Work to complete
Carry on the stock market commentary about a Goldilocks environment versus a bull trap, starting right after its last sentence.

Excerpted passage
◆ ◆ ◆ ◆ ◆
Goldilocks Environment or Bull Trap?

Bull Trap

The S&P 500 put the April dip behind it as it rose to new highs this week.  The bulls have overtaken the bears as investors take any bit of economic information as a sign that rate cuts are coming soon.  Are we in a Goldilocks environment or does something wicked this way come?  Where might the market head next with the bulls in control?  Let’s take a look at that and more!

April’s dip was largely fueled by concerns that disinflation had stalled, so all it took this week were a few reports that said the economy is slowing but at an ok rate of decline.  Investors think that the rate of decline is enough that a rate cut in September should be in the cards.  Although I still find a rate cut before a U.S. election unlikely.  

The Producers Price Index showed that prices went higher than expected, but investors largely shrugged off the numbers as “not great, but could have been worse.”

Next came the Consumer Price Index which showed that Consumer Prices are in line with expectations, but notice a year-over-year gain of 3.4% doesn’t bode well for families on a budget, especially if jobless claims and a slowing economy is here for a few more months.  Did you get a 3.4% raise this year to cover the extra cost of goods?  Yet investors were happy about that number.

Finally, retail sales came in anemic, at best.  But overall that was taken as information supportive of future rate cuts.  Growth is slowing and that’s a good thing in the near term.

That was enough short-dated economic data to help investors believe we are in a near-perfect Goldilocks environment, where we have stable (albeit declining) growth, falling inflation (really?), future Fed rate cuts (not so sure about that), and continued AI enthusiasm (rise of the chatbots!).  The markets took off and broke out to new highs, clearing a major level of resistance.
◆ ◆ ◆ ◆ ◆
Recorded information
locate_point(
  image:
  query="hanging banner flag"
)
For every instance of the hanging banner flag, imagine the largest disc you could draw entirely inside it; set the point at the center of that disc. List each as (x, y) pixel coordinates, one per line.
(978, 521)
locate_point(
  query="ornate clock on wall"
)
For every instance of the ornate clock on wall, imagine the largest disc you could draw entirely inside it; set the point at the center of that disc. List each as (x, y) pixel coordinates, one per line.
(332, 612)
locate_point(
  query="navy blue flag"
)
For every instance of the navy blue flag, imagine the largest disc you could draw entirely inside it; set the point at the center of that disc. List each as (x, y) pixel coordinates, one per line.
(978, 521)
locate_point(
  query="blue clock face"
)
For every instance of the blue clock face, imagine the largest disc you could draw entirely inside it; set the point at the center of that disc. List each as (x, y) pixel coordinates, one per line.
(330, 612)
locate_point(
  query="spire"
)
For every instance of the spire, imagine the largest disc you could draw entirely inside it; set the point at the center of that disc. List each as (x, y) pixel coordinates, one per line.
◆ ◆ ◆ ◆ ◆
The answer
While markets don’t normally care about what is happening now – they price in future projections of what a company may be worth – this market doesn’t seem to want to be bothered by where things are going beyond the shorter term.

I’m all for not fighting the trend and trading what the tape gives you, but I do think this market is still open to a rollercoaster ride that will contain wild bullish days followed by a fall at the slightest negative news.  

With the Volatility Index back at sub-13 levels, it will be easy to get lulled into a false sense of security.  Managing volatility, while trading the trend of the market is where I’ll be.  

Over the last three months, some of the best-performing sectors have been defensive –   Gold/Silver, Utilities, Energy, and so on.  I expect these to stay at the top of the recent performers list.

If the bulls continue to take charge, look for the S&P 500 (SPY) to head to $553, and find support around $523 and $517.

Other investors are calling for a bull trap and if you’re anything like Trader Jack (my dad), for months he’s been calling for the Dow to hit $40,000 before falling back down to $38,800 or lower.  He was right about the first part. Will he be right about the second?

It may be time to look at bonds again.  The TLT ETF broke out of a long-term lower trend line, but there’s a good fundamental reason to look at them as well.  If slowing growth doesn’t stop and we get a growth scare higher, bonds will outperform.  If inflation and growth drift lower, bonds should rally with the rest of the market.

Maybe we are in a Goldilocks situation.  Growth isn’t great, but the job market isn’t horrible.  Stocks are up, but CEOs have warned about future guidance.  Disinflation has slowed, but not stalled out.  Consumer spending is down, yet credit credit debt is out of control.  

Yet somehow, the economy keeps pushing forward. Maybe we are exactly where we need to be.  And for me, that’s getting ready for a glorious weekend ahead.